STATED PROBLEM — In the passage below about Jacob's wine-filled house, what three tasks await him at the start of the day?

The famed "green patch" overshadows Jacob's decrepit, ageing
dwelling. But the house is a veritable wine cellar, reeking of many colours,
many smells. Hundreds of bottles of red, rose, white and pale wine jostle
for space inside musty cupboards and unlit back rooms, and underneath
wobbly tables. The air outside is equally intoxicating.
Puckering his brows, Jacob, 77, surveys his piece of land-part of a
once sprawling 8-acre plot that he had to sell to the Government-and takes
a long, deep breath of the salubrious morning air. For the chemical engineer-turned-agriculturist,
it's the beginning of another day of labour. The strawberry patch needs
weeding, the unusually tall (9-ft) rose plants have to be pruned and the
brewery has to be spring-cleaned.
The idiosyncratic oenophile is quite popular among the officers-and
their families-of the Defence Services Staff College located in Coonoor.

ENTRIES SHOWN —
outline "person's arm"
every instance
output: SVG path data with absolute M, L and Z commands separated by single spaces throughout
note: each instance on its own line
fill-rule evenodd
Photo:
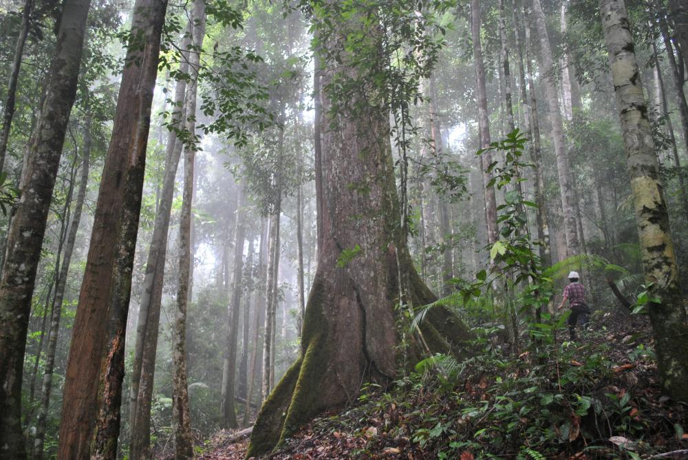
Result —
M 561 303 L 560 303 L 559 306 L 557 307 L 557 309 L 561 310 L 562 308 L 563 308 L 563 304 L 566 303 L 567 299 L 568 299 L 568 297 L 567 297 L 566 294 L 565 294 L 563 295 L 563 297 L 561 298 Z
M 566 303 L 567 300 L 568 300 L 568 286 L 563 288 L 563 296 L 561 298 L 561 303 L 557 307 L 557 309 L 561 310 L 563 308 L 563 304 Z

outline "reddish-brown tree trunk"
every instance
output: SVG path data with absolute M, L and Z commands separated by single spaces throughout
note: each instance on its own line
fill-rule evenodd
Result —
M 332 110 L 333 80 L 344 86 L 369 81 L 367 69 L 354 67 L 343 50 L 345 37 L 363 33 L 380 39 L 355 17 L 338 23 L 326 44 L 338 62 L 328 62 L 323 76 L 323 109 L 328 118 L 323 133 L 323 246 L 306 306 L 301 355 L 264 404 L 248 457 L 269 452 L 318 411 L 352 399 L 363 382 L 393 379 L 399 340 L 394 306 L 436 298 L 407 252 L 388 113 L 366 98 L 371 88 L 365 83 L 360 91 L 337 100 L 336 113 Z M 385 61 L 380 56 L 378 62 Z M 400 280 L 405 281 L 400 289 L 405 299 L 399 298 Z M 429 311 L 422 328 L 438 351 L 458 351 L 469 336 L 442 307 Z M 419 355 L 418 351 L 414 354 Z
M 48 338 L 47 350 L 45 353 L 45 366 L 43 372 L 43 387 L 41 392 L 41 407 L 36 421 L 36 436 L 34 439 L 34 460 L 43 458 L 43 443 L 45 437 L 46 420 L 47 410 L 50 404 L 50 393 L 52 391 L 52 376 L 55 366 L 55 352 L 57 350 L 57 338 L 60 332 L 60 320 L 62 318 L 62 304 L 65 298 L 65 290 L 67 288 L 67 278 L 69 274 L 69 264 L 76 242 L 76 232 L 78 230 L 79 223 L 81 221 L 81 212 L 83 210 L 84 200 L 86 197 L 88 186 L 89 161 L 91 155 L 91 127 L 88 122 L 84 128 L 84 146 L 83 160 L 81 163 L 81 182 L 79 190 L 76 194 L 76 201 L 74 204 L 74 214 L 72 222 L 69 223 L 69 234 L 67 237 L 67 244 L 65 247 L 65 256 L 62 261 L 62 270 L 55 288 L 55 298 L 53 300 L 52 316 L 50 321 L 50 333 Z
M 166 8 L 166 0 L 134 6 L 133 35 L 140 41 L 127 50 L 98 192 L 67 364 L 59 458 L 116 456 L 125 329 Z
M 0 274 L 0 456 L 26 456 L 21 380 L 31 296 L 69 113 L 76 96 L 89 0 L 66 0 L 41 117 L 22 171 L 25 185 Z

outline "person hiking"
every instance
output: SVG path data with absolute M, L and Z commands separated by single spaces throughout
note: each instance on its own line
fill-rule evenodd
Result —
M 557 309 L 563 308 L 563 304 L 568 300 L 571 308 L 571 316 L 568 317 L 568 331 L 572 340 L 576 340 L 576 325 L 579 318 L 582 318 L 585 324 L 590 310 L 585 302 L 585 287 L 578 282 L 580 276 L 578 272 L 571 272 L 568 274 L 569 285 L 563 289 L 563 298 Z

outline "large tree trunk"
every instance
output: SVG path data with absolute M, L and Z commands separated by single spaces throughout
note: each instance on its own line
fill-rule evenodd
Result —
M 0 173 L 2 173 L 5 166 L 7 144 L 10 140 L 10 129 L 12 127 L 12 119 L 14 116 L 14 107 L 17 104 L 17 83 L 19 79 L 21 58 L 24 55 L 24 45 L 26 43 L 26 38 L 29 35 L 29 28 L 31 25 L 31 12 L 33 8 L 34 0 L 26 0 L 24 8 L 21 10 L 21 25 L 19 26 L 19 34 L 17 37 L 17 46 L 14 49 L 14 59 L 12 63 L 10 80 L 7 83 L 7 94 L 5 98 L 2 128 L 0 131 Z
M 237 346 L 239 338 L 239 315 L 241 311 L 244 276 L 244 242 L 246 239 L 246 217 L 242 211 L 244 193 L 237 190 L 236 230 L 234 250 L 234 271 L 232 276 L 232 296 L 227 309 L 227 342 L 225 346 L 224 366 L 222 371 L 222 423 L 226 428 L 236 428 L 237 413 L 234 406 L 235 383 L 237 375 Z
M 166 0 L 138 0 L 67 360 L 58 457 L 114 458 L 125 329 Z M 96 423 L 97 417 L 97 423 Z M 97 426 L 96 426 L 97 425 Z M 94 434 L 95 437 L 92 437 Z
M 319 411 L 354 399 L 363 382 L 393 379 L 400 340 L 394 305 L 436 298 L 416 273 L 401 231 L 388 113 L 370 98 L 367 85 L 357 86 L 345 100 L 340 96 L 333 111 L 330 95 L 335 82 L 345 87 L 370 81 L 365 72 L 380 72 L 355 68 L 343 51 L 345 37 L 352 34 L 367 34 L 379 43 L 379 35 L 354 17 L 348 27 L 338 23 L 327 41 L 328 52 L 341 63 L 327 62 L 323 76 L 328 118 L 323 133 L 323 237 L 301 355 L 264 404 L 248 457 L 269 452 Z M 405 280 L 406 298 L 400 299 L 399 282 Z M 469 336 L 442 307 L 430 309 L 422 329 L 436 351 L 458 351 Z M 411 355 L 420 357 L 420 349 L 412 347 Z
M 569 165 L 568 153 L 563 138 L 563 126 L 561 121 L 561 111 L 559 105 L 557 94 L 557 76 L 554 72 L 552 61 L 552 50 L 550 48 L 550 38 L 545 24 L 545 15 L 542 12 L 540 0 L 533 0 L 533 15 L 537 34 L 540 40 L 540 58 L 545 92 L 550 109 L 550 120 L 552 123 L 552 140 L 557 157 L 557 172 L 559 175 L 559 188 L 561 192 L 561 207 L 563 211 L 564 229 L 566 236 L 566 250 L 568 256 L 579 253 L 578 229 L 576 221 L 575 198 L 571 168 Z
M 688 402 L 688 319 L 659 176 L 652 127 L 623 0 L 600 0 L 614 92 L 626 149 L 645 280 L 658 302 L 648 304 L 660 378 L 675 399 Z
M 41 392 L 41 406 L 36 421 L 36 436 L 34 439 L 34 460 L 41 460 L 43 458 L 43 443 L 45 438 L 45 426 L 47 419 L 47 410 L 50 404 L 50 393 L 52 391 L 52 375 L 55 367 L 55 352 L 57 349 L 57 337 L 60 333 L 60 320 L 62 317 L 62 304 L 65 298 L 65 290 L 67 288 L 67 278 L 69 274 L 69 264 L 74 254 L 74 244 L 76 242 L 76 232 L 81 221 L 81 212 L 83 210 L 84 199 L 86 197 L 86 190 L 88 186 L 89 160 L 91 156 L 91 127 L 86 122 L 84 127 L 83 157 L 81 162 L 81 182 L 79 183 L 79 190 L 76 193 L 76 201 L 74 204 L 74 210 L 69 223 L 69 233 L 67 237 L 67 244 L 65 246 L 65 256 L 62 261 L 62 270 L 55 288 L 55 298 L 53 301 L 52 316 L 50 321 L 50 333 L 48 336 L 47 351 L 45 354 L 45 367 L 43 372 L 43 388 Z
M 191 23 L 186 28 L 186 34 L 182 44 L 182 61 L 179 72 L 182 75 L 189 73 L 189 49 L 191 43 Z M 162 191 L 153 223 L 153 236 L 149 248 L 148 259 L 146 261 L 146 272 L 144 275 L 141 303 L 139 306 L 138 322 L 136 326 L 136 341 L 134 347 L 133 363 L 131 372 L 131 386 L 129 391 L 129 432 L 131 433 L 132 458 L 142 458 L 144 450 L 150 443 L 149 430 L 139 429 L 138 420 L 150 417 L 150 402 L 152 396 L 140 393 L 140 382 L 142 375 L 144 350 L 150 340 L 155 345 L 153 347 L 153 359 L 157 350 L 158 327 L 160 321 L 160 308 L 162 297 L 162 282 L 164 278 L 164 265 L 167 253 L 167 234 L 169 230 L 170 215 L 172 200 L 174 197 L 175 177 L 179 167 L 179 160 L 182 155 L 182 142 L 177 138 L 177 131 L 182 129 L 185 119 L 184 94 L 186 81 L 180 78 L 175 85 L 173 108 L 172 111 L 172 126 L 174 129 L 167 135 L 167 145 L 165 149 L 165 172 L 162 179 Z M 157 310 L 157 311 L 155 311 Z M 155 318 L 158 320 L 155 320 Z M 155 336 L 155 337 L 153 337 Z M 147 373 L 148 378 L 151 378 L 154 369 Z M 150 382 L 152 384 L 152 380 Z M 150 388 L 151 384 L 147 388 Z M 140 397 L 144 398 L 144 408 L 138 405 Z M 148 401 L 148 402 L 145 402 Z M 147 426 L 149 425 L 147 424 Z
M 490 118 L 487 111 L 487 91 L 485 89 L 485 67 L 482 62 L 482 48 L 480 45 L 480 6 L 478 0 L 471 1 L 471 30 L 473 42 L 473 60 L 475 65 L 475 98 L 477 104 L 478 124 L 480 131 L 480 148 L 490 146 Z M 492 164 L 492 154 L 486 152 L 480 155 L 483 185 L 485 187 L 485 215 L 487 219 L 487 241 L 494 243 L 499 238 L 497 228 L 497 199 L 495 188 L 489 184 L 492 173 L 486 170 Z
M 688 5 L 685 0 L 669 0 L 674 20 L 674 35 L 678 41 L 683 62 L 688 65 Z
M 196 95 L 200 52 L 206 33 L 204 0 L 195 0 L 190 23 L 193 23 L 193 49 L 189 54 L 192 76 L 186 89 L 186 131 L 195 135 Z M 172 435 L 175 459 L 193 458 L 193 439 L 189 418 L 189 388 L 186 377 L 186 309 L 190 295 L 191 265 L 191 204 L 193 199 L 196 144 L 184 146 L 184 193 L 179 224 L 179 285 L 177 289 L 177 314 L 173 338 Z
M 40 119 L 22 174 L 25 184 L 7 236 L 0 275 L 0 456 L 26 456 L 21 432 L 21 380 L 31 296 L 52 190 L 76 96 L 89 0 L 66 0 Z

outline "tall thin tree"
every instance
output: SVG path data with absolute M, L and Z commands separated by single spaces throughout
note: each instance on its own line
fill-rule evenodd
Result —
M 605 41 L 626 151 L 645 280 L 648 313 L 664 388 L 688 402 L 688 318 L 683 307 L 669 215 L 623 0 L 600 0 Z
M 166 8 L 166 0 L 137 0 L 134 5 L 67 364 L 59 458 L 116 455 L 125 328 Z
M 31 296 L 81 63 L 90 0 L 65 0 L 45 96 L 28 146 L 25 184 L 8 233 L 0 272 L 0 456 L 26 456 L 21 380 Z

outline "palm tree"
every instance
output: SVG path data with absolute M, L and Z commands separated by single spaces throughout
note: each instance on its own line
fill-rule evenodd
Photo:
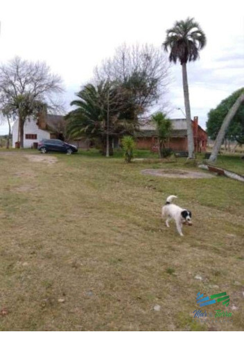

WRITTEN REPLY — The strawberry patch needs weeding, the unusually tall rose plants have to be pruned, and the brewery has to be spring-cleaned.